◆ **Stored data**
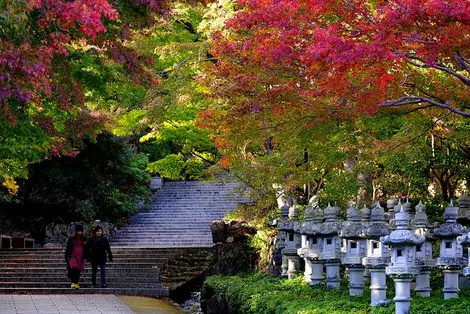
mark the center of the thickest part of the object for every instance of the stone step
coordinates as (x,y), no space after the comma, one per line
(109,266)
(140,277)
(115,249)
(65,283)
(150,227)
(58,270)
(167,245)
(48,260)
(118,291)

◆ **Challenge**
Put every line of the records above into a JSON list of strings, one string per line, with blank lines dropped and the pictures left out.

◆ **Solution to this exercise**
[
  "mark the center of the thickest part of the object for every instance of the stone step",
  "coordinates as (x,y), no space after the comma, one per line",
  "(109,266)",
  "(140,277)",
  "(115,249)",
  "(65,283)",
  "(150,227)",
  "(58,270)",
  "(167,245)",
  "(48,260)",
  "(118,291)"
]